## Work task
Copy the entries out again in full.
─── Data under study ───
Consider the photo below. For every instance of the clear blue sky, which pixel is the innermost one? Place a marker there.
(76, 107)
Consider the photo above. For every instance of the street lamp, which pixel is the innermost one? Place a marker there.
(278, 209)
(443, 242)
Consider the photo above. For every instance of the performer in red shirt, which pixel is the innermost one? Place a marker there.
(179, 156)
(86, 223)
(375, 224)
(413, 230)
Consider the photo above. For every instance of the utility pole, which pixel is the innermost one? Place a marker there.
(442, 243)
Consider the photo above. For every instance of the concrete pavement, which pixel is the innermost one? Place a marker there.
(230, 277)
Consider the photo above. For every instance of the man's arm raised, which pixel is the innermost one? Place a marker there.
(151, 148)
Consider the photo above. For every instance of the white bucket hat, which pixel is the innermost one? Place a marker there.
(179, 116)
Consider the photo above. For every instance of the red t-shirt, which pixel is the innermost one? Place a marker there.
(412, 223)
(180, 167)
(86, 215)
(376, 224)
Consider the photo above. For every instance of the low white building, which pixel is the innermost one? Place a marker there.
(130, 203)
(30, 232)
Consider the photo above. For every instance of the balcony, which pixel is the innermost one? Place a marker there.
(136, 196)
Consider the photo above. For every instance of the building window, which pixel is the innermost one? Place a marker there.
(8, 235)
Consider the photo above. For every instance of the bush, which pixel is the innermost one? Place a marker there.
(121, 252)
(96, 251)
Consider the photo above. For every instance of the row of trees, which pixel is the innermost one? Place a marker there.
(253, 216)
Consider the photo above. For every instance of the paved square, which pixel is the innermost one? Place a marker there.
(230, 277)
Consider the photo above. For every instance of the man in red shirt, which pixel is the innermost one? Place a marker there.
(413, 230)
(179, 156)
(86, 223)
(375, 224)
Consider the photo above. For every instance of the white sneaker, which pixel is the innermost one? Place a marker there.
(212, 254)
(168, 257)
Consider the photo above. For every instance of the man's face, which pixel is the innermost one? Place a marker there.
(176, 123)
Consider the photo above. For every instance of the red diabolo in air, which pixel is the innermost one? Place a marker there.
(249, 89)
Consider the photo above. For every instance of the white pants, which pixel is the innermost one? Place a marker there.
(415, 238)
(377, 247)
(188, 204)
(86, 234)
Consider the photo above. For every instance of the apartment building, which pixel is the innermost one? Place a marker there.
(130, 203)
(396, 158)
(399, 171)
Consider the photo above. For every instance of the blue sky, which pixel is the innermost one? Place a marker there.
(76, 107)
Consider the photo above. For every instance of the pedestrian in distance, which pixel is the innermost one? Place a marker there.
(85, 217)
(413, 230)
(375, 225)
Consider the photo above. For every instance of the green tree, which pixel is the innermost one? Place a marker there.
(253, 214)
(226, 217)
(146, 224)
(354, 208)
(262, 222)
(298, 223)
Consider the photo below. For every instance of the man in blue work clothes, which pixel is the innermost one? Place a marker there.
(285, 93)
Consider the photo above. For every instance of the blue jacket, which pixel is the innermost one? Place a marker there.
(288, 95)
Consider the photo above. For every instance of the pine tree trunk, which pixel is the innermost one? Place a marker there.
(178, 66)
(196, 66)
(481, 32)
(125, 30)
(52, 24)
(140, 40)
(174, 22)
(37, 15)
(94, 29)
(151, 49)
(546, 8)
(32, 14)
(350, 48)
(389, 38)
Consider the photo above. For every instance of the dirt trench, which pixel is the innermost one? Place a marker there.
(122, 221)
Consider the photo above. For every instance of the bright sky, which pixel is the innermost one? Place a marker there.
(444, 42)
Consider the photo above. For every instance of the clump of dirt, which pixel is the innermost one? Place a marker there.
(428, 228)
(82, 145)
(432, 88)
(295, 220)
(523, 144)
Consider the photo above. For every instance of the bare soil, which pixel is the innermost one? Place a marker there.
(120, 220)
───
## Written solution
Consider the photo below. For every instance of the clear blue sky, which pixel is the innermost one? Place a marker there.
(76, 107)
Consider the photo above. For every instance of the street lamp, which pixel is the innermost one? Place a marker there.
(278, 209)
(443, 242)
Consider the photo above. For every instance of the performer in red shirt, which pixel is the innermost one? Place a marker there.
(179, 156)
(86, 223)
(375, 224)
(413, 230)
Consider the photo above. For every instance of the utility pole, which pixel is the innermost one? Place a marker there.
(442, 243)
Consider the photo above. For every instance of the concrete pavement, which pixel is the innermost one? Place a marker there.
(230, 277)
Consider the photo above. For every instance of the man's arm raised, which pixel is the innermost one? Place a marker there.
(151, 148)
Consider the photo above. For every instance of the white bucket hat, which pixel is the innermost one? Place a marker there.
(179, 116)
Consider the photo above. For every instance of the red t-shirt, which pixel is the innermost one? Place a marker there.
(412, 223)
(180, 167)
(86, 215)
(376, 224)
Consider the photo above. For every instance of the low white building, which pixel is the innermost one? Place a marker there.
(130, 203)
(30, 232)
Consider the photo above. For every instance of the balcony, which pixel is the innermost one? Place a marker there.
(136, 196)
Consider the photo above. For every instance of the building window, which pixel is the innermost one? Place a marker there.
(8, 235)
Consider the photo above. For every instance of the bush, which pixel is the innermost one? Place a marker there.
(121, 252)
(96, 251)
Consider the photo above. For every instance of the row of trees, which pixel is the innermost one? Place a marker there.
(253, 216)
Consider the photo above. For every instance of the paved square, which pixel is the innermost one? Place a marker there.
(230, 277)
Consider the photo above. For every instance of the man in red shirt, which pixel is the innermost one? Place a marker there.
(413, 230)
(179, 156)
(86, 223)
(375, 224)
Consider the photo above. For every instance of the white sneaker, which pixel is the innermost one? Place a marker there.
(212, 254)
(168, 257)
Consider the photo above. For every instance of the man's face, which pixel is the innermost one? Place a marker there.
(176, 123)
Consider the photo above. For every instance of the red diabolo in air, which pixel is the innermost one? Place a marker there.
(249, 89)
Consider the photo above. For every instance of the white pants, which pixel is the innermost one? Place a marker there.
(415, 238)
(377, 247)
(188, 204)
(86, 234)
Consider the photo above. For every instance of the apartment building, which pixel is the innermost one? Place a marker there.
(130, 203)
(396, 158)
(399, 171)
Consider the photo above. For every instance of the blue sky, which pixel is the innermost one? Place a marker there.
(76, 107)
Consider the photo above. For every instance of the pedestrian in distance, which pixel is the innermost one? Place a marker there.
(85, 217)
(413, 230)
(375, 225)
Consider the photo above. For every instance of the green tree, which pixel is the innermost one? Place a marker there.
(253, 214)
(226, 217)
(146, 224)
(354, 208)
(262, 222)
(298, 223)
Consider the photo below. For every instance of the man in blue work clothes, which pixel is the innermost one? Place a marker there.
(285, 93)
Consider the photo above. For every instance of the blue jacket, which pixel is the innermost one? Place a marker there.
(288, 95)
Consider the photo above. For every instance of the pine tree trunk, which pixel is the innermost one? Place a marker there.
(178, 66)
(196, 66)
(481, 32)
(125, 30)
(52, 24)
(140, 40)
(174, 22)
(37, 15)
(94, 29)
(151, 49)
(546, 8)
(32, 14)
(350, 48)
(389, 38)
Consider the photo above. For every instance of the dirt trench, which pixel is the innermost one? Place a marker there.
(122, 221)
Consider the photo above. For every instance of the bright sky, which pixel is the innermost one? Place a marker there.
(444, 42)
Consider the photo above. For every instance of the clump of dirt, which pixel is the innermost one? Place a marker there.
(428, 228)
(82, 145)
(432, 88)
(295, 220)
(523, 144)
Consider the photo above. For every instance of the bare soil, which pixel is the innermost one? Place a marker there.
(120, 220)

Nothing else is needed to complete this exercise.